__Information shown__.
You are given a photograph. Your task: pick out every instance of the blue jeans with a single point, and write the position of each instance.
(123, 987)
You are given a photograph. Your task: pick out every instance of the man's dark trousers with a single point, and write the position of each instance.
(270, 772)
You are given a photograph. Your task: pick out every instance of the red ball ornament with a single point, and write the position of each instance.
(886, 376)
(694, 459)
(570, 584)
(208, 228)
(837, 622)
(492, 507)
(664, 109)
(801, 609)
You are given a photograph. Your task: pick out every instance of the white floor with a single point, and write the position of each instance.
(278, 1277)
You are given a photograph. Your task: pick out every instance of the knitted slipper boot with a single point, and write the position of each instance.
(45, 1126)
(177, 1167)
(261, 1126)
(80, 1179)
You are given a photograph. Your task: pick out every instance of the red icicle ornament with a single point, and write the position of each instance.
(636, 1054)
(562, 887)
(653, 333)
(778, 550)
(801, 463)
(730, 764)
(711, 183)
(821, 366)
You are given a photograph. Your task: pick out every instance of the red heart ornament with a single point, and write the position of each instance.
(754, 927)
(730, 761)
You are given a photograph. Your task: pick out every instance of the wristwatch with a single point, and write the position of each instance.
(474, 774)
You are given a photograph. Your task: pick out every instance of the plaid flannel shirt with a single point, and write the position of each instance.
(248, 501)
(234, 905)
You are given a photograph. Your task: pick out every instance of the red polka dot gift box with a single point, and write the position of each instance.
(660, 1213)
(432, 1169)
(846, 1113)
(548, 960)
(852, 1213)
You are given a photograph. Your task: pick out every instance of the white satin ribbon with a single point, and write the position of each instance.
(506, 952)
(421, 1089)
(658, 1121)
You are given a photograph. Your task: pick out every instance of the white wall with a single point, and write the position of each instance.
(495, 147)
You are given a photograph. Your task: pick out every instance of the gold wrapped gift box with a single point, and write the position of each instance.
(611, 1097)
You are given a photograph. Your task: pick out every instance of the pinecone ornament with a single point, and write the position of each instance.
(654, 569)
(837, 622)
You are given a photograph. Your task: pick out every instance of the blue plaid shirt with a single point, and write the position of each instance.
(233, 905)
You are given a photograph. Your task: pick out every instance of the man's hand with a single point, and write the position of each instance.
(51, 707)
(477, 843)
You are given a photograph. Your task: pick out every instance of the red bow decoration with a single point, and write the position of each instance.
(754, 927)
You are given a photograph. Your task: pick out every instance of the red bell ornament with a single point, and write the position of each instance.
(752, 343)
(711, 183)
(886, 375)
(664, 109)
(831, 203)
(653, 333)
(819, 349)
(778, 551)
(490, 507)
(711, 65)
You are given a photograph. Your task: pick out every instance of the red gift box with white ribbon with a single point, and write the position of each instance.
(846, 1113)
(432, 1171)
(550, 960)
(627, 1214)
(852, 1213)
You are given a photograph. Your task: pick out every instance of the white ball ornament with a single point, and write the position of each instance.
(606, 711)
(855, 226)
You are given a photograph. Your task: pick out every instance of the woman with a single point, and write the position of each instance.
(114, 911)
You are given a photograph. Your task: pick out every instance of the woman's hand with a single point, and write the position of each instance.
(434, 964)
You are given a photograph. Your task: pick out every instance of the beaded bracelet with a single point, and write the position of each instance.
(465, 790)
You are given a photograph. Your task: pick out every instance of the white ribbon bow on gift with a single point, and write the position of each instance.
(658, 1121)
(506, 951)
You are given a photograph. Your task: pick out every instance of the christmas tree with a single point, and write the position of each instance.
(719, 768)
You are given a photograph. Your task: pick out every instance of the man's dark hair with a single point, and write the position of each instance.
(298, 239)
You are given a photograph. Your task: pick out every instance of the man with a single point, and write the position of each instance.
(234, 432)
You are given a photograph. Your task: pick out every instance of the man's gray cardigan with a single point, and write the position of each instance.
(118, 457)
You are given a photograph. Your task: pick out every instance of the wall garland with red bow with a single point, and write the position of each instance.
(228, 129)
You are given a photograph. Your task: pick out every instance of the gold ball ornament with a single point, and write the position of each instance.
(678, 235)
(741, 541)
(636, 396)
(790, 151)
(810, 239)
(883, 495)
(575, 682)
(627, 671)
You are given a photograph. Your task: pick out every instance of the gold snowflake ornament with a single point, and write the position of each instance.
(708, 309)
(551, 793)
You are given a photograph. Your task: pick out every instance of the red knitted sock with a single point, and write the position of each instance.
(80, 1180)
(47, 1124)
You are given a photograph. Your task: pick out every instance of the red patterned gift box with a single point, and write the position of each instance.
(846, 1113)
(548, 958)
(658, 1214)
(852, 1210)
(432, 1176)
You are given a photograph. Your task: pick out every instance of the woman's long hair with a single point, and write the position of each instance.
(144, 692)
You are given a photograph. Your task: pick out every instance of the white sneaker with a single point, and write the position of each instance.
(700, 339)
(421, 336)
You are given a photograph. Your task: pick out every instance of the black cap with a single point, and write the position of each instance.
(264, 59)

__Exercise prompt__.
Transcribe the material above in its entirety. Match it exactly.

__Exercise solution__.
You are given a photograph. Your task: pick out every instance of the blue jeans with a single point, and write the position of each instance.
(123, 987)
You are given a photograph. Your task: pick out every instance of the man's dark trousers with a single point, and write the position of each instance.
(270, 772)
You are given a photograph. Your task: pick out every instance of the red ball ornament with a single point, and write the position of each instance.
(886, 376)
(694, 459)
(570, 584)
(208, 228)
(837, 622)
(492, 507)
(664, 109)
(801, 609)
You are given a photograph. Your task: pick out every instance of the white floor with a single point, and write the position of each instance.
(278, 1277)
You are given a photograph. Your task: pick out every instance of the knitted slipper boot with a single point, and write the position of each instance.
(45, 1126)
(177, 1167)
(261, 1126)
(80, 1179)
You are given a photograph. Your task: pick out every instance of the red icicle ornament with a single point, and write the position of each instance.
(636, 1054)
(562, 887)
(653, 333)
(778, 550)
(801, 463)
(730, 764)
(711, 183)
(821, 366)
You are given a photograph. Your task: pick out every instance of the red heart ornament with a single point, and write the position of each instance.
(754, 927)
(730, 761)
You are given a photograph. Your task: pick out every instance of the wristwatch with a single point, and write the position of each instance.
(474, 774)
You are given a photograph. Your task: pick out every instance of the plaid flannel shirt with a single point, and write the position of each instance.
(248, 501)
(234, 905)
You are given a photograph. Your task: pick out every instance of the red polka dot gift box with a single point, and write the position of each instance.
(660, 1213)
(432, 1169)
(846, 1113)
(548, 960)
(852, 1213)
You are given a photograph. Your task: pick out every instance of the white satin ribbon with a single point, and write the position of each instance.
(506, 952)
(421, 1089)
(658, 1121)
You are given a photograph. Your task: pick out every instance of the white wall with a single point, and write the position of each instance.
(495, 147)
You are given a photograph. Your task: pick out every instance of the gold wrapped gift box with a single point, and write the position of each instance.
(611, 1097)
You are given a photograph. Your task: pick out every instance of the pinecone ornament with a single point, and write the position of each instance.
(654, 569)
(837, 622)
You are given a photograph. Your task: pick out every instance of the blue plaid shirt with a single point, and write the position of each instance.
(233, 905)
You are given a photograph. Your task: pick out every instance of the man's hand with a single point, and write the position of each instance.
(51, 707)
(477, 843)
You are given a photograph. Your task: pick out every instance of the red bow decoration with a single point, and write the position of each instance.
(754, 927)
You are given a photograph. Your task: pick out every instance of the red bell ornament with a single point, and write the position of each instance.
(752, 343)
(711, 183)
(886, 375)
(664, 109)
(831, 203)
(653, 333)
(819, 349)
(778, 551)
(490, 507)
(711, 65)
You are given a photograph. Your task: pick out every instance of the red gift box with white ribbon with a single point, and write the position of each instance.
(846, 1113)
(432, 1171)
(550, 960)
(627, 1214)
(852, 1213)
You are given a photograph. Your task: pick out every instance of the white ball ornament with a single point, and write the position of each instance.
(606, 711)
(855, 226)
You are given a photograph. Your task: pick out every instance of the woman with a single point, and write the position of each instance.
(114, 911)
You are given a photograph. Your task: pick out every instance of the woman's hand with a single point, and write the position of each instance.
(434, 964)
You are given a photograph. Your task: pick out every instance of the beaded bracelet with a single point, and write the position of each instance.
(465, 790)
You are given a photograph. Your task: pick out every instance of the white ribbon bow on gift with a single point, and write the position of each instance.
(658, 1121)
(506, 951)
You are given a photograph. Your task: pick out every instance of the christmas tree with a single point, and write the position of each instance.
(719, 768)
You are given a photograph. Your task: pick out every instance of the man's dark hair with a single point, and write the position of each instance.
(298, 239)
You are given a photograph. Your task: pick out every instance of the man with a single point, and write the position of each instance.
(234, 432)
You are given a photograph. Your task: pick out every instance of the man's gray cardigan with a single point, and write the position of each instance.
(118, 457)
You are given a photograph. Your task: pick out every instance of the wall garland with red bow with a single point, and write the position of each instance.
(228, 129)
You are given a photograph. Your task: pick out every instance of the gold ball ornament with a single point, and write the position of each instance.
(678, 235)
(741, 541)
(636, 396)
(790, 151)
(810, 239)
(883, 495)
(575, 682)
(627, 671)
You are given a photograph. Your task: pick out every instance of the gold snowflake ornament with a single point, and write the position of each instance.
(708, 309)
(551, 793)
You are given a photograph. Your task: pick out every instance of the red knitted sock with a single point, and write the position of each instance.
(80, 1180)
(47, 1124)
You are given a photograph. Your task: pick out every instance of the red patterned gift box with a single point, and write the position of each instance.
(846, 1113)
(548, 958)
(658, 1214)
(852, 1210)
(432, 1176)
You are given a photograph. Your task: pick out every instance of the woman's long hair with a single point, and write the position of each instance.
(144, 692)
You are given a photograph. Your task: pick out every instance of the white sneaker with a single point, and write the position of each instance.
(700, 339)
(421, 336)
You are given a photograph. Your task: pick out every instance of the black cap with a single point, and write the position of each instance.
(264, 59)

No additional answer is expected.